What you will do. Copy every one of the records below word for word, leaving the pictures out.

Given data.
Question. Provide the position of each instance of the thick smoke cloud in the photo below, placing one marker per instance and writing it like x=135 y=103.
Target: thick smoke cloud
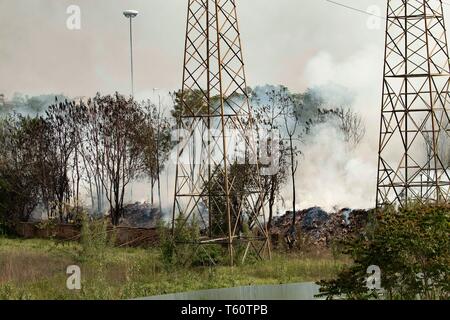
x=299 y=44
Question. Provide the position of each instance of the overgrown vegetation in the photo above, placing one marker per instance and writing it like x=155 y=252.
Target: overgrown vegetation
x=411 y=247
x=36 y=269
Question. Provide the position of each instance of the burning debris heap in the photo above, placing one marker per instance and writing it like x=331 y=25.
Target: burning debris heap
x=140 y=215
x=318 y=227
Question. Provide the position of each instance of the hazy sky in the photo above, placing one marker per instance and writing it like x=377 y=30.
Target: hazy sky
x=38 y=54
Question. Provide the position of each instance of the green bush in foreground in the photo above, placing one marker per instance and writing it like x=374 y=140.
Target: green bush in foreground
x=411 y=248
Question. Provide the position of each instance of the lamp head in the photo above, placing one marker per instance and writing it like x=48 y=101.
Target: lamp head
x=130 y=13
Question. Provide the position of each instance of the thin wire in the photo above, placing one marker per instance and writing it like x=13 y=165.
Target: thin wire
x=355 y=9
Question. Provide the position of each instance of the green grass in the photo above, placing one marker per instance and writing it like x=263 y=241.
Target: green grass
x=35 y=269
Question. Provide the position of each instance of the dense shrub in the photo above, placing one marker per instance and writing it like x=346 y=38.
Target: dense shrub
x=411 y=248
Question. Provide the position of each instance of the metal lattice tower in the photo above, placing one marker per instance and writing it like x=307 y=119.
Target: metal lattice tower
x=216 y=119
x=414 y=153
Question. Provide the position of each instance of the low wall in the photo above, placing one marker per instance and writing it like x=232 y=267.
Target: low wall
x=124 y=236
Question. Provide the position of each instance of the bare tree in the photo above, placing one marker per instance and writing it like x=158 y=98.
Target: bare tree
x=117 y=125
x=349 y=122
x=156 y=144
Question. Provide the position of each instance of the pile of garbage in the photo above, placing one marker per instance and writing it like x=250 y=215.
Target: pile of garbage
x=140 y=215
x=319 y=227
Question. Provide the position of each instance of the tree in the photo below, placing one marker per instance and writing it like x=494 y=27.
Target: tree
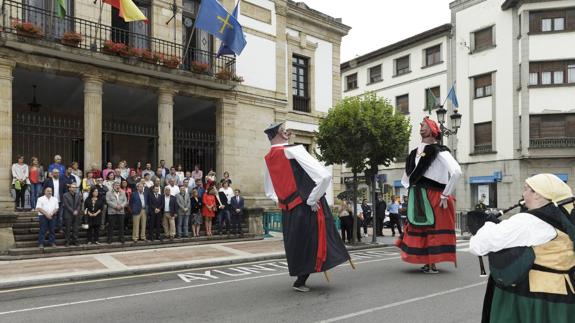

Exercise output.
Question. Provide the position of each instance of the thick smoke cloud in the photo below, placing one marker per instance and writing it like x=135 y=103.
Target: thick smoke cloud
x=299 y=44
Question. Provide the position of each instance of the overgrown vegetation in the photo above, placing one marker per instance and writing it like x=155 y=252.
Target: overgrown vegetation
x=411 y=247
x=36 y=269
Question. Provide the position of each instance of the burning debris heap in the photo above, placing one marker per instance and writing it like x=331 y=25.
Target: burning debris heap
x=140 y=215
x=318 y=227
Question. Provide the position of each instance of the hazy sky in the photo above, placing one marker per instance and writing it like x=377 y=30.
Target: hazy sky
x=38 y=54
Question. Provide the position of each instance of the green bush in foreground in the photo above, placing one marker per instance and writing it like x=374 y=140.
Target: green bush in foreground
x=411 y=248
Question. Provide the position of each instance of the lamp head in the photo above, placing one marker per instance and writing it like x=48 y=101.
Target: lamp head
x=130 y=13
Question. Provide the position of each instance of the thin wire in the photo above, placing one marker per instance and writing it like x=13 y=165.
Target: thin wire
x=355 y=9
Question. Provide the position of each instance of the green grass in the photo above, placing one marker per instance and writing it like x=263 y=241.
Target: green grass
x=35 y=269
Question. Provide the position of each instance of the dense shrub in the photo above, placing one marker per instance and writing it like x=346 y=38.
Target: dense shrub
x=411 y=248
Question. Provide the position of each instance of the metal lattice tower in the photo above, placing one marker per instance and writing it like x=307 y=119.
Target: metal lattice tower
x=216 y=119
x=414 y=153
Question. Provide the position of each instance of the low wall in the photo above, placing one marker per instance and writing it like x=232 y=267.
Target: low wall
x=124 y=236
Question. Provide the position of each instance of the bare tree in the photo above, placing one marker per instance and writing it like x=158 y=98.
Target: bare tree
x=117 y=125
x=349 y=122
x=156 y=144
Question. Provide the position of each instance of the pile of garbage in the photo above, placing one marker per instance and writing it like x=250 y=215.
Target: pile of garbage
x=140 y=215
x=319 y=227
Question. Provide the position of each instance of the tree in the photo below, placing one marker per instance and writing it like x=494 y=27.
Target: tree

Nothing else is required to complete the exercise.